§ **Description of the task**
Return each line of the listing below verbatim, omitting the pictures.

==================================================

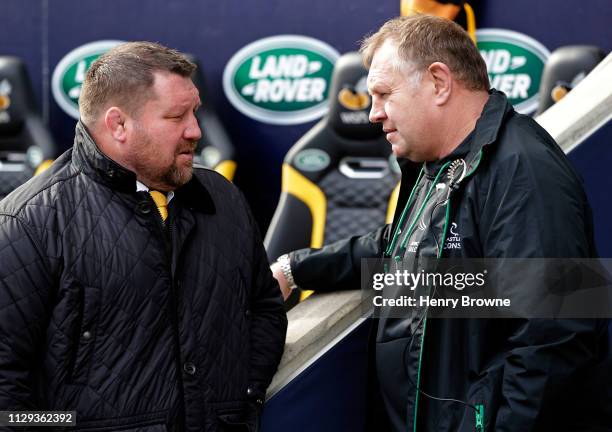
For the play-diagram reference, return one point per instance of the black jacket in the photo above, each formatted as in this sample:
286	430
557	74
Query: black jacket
520	198
134	325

==================================================

§ **Solution for this exercise**
For the play-diagram reference, return one point per instance of the black jacket in the photo above, each formatted as in this sample:
286	430
557	74
Query: black jacket
520	198
134	325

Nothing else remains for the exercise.